[Pointing records]
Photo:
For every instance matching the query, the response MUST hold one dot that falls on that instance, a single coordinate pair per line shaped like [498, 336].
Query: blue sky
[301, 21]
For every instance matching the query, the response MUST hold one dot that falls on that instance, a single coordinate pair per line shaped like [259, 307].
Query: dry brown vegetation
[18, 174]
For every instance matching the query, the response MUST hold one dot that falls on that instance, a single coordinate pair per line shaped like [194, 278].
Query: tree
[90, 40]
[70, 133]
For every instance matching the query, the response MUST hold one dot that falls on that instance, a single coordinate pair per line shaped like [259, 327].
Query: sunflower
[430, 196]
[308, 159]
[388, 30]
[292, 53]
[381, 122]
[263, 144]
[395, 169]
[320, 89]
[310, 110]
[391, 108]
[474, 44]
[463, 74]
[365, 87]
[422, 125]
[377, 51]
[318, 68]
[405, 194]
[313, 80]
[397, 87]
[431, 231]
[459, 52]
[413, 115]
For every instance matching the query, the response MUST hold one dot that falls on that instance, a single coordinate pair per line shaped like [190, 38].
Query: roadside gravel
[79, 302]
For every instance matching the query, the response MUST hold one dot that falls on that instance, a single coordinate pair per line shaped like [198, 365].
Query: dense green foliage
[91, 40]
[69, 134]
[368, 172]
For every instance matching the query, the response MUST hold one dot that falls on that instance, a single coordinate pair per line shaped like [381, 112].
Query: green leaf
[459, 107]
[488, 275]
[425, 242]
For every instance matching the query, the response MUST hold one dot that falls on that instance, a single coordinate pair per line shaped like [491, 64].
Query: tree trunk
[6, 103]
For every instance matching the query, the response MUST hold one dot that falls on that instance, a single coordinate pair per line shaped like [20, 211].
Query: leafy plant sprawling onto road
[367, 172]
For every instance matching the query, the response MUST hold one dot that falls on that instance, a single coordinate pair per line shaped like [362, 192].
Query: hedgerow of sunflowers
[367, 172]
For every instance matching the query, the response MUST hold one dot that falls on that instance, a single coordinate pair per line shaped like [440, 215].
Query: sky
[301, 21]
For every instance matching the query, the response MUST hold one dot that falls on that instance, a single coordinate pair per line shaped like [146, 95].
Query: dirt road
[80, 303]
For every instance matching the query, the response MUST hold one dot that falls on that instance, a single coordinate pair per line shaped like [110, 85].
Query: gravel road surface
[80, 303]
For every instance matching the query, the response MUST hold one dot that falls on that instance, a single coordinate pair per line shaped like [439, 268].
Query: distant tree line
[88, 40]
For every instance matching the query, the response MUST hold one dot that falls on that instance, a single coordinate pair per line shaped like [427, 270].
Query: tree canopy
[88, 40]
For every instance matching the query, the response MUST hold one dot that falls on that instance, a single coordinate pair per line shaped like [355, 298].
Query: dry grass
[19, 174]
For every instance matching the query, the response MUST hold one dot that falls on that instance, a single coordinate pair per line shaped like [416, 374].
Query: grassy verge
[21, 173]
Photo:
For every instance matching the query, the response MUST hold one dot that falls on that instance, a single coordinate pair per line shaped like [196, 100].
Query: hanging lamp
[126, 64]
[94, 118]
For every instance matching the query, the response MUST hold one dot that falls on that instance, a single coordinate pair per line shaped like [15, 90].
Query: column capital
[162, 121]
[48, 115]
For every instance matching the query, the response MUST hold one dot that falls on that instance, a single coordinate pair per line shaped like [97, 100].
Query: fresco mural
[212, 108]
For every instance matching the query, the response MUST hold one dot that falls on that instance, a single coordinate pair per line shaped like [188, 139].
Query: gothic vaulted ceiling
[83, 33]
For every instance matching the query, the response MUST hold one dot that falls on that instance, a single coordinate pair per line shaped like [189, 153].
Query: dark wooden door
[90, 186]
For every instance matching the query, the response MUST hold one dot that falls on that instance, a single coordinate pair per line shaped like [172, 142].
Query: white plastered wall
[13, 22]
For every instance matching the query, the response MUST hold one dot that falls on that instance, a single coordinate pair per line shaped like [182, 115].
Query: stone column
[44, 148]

PROBLEM: Quote only the lines from the line containing "like [97, 100]." through the end of the entries, keeping the first and the last.

ANSWER FOR THE TASK:
For every instance matching the query, the response MUST hold one dot that falls on that instance, a single coordinate pair per line shaped like [97, 100].
Query: fresco mural
[212, 108]
For every instance matching the query, the response MUST hold one dot that falls on that instance, a single coordinate pair per line shaped like [188, 139].
Query: gothic vaulted ceiling
[83, 33]
For every instance matching the query, the response MUST hold one dot that falls on that instance, a single coordinate pair per line shaped like [189, 153].
Query: dark wooden door
[90, 186]
For every instance matching the query, the response MUST hold one dot that falls on that instance, a single coordinate pair per line shaped like [172, 142].
Query: white plastered wall
[13, 22]
For every instance matching the query, the response MUST hold one dot that falls on that instance, a single coordinate pair per line shaped like [182, 115].
Query: stone column
[44, 148]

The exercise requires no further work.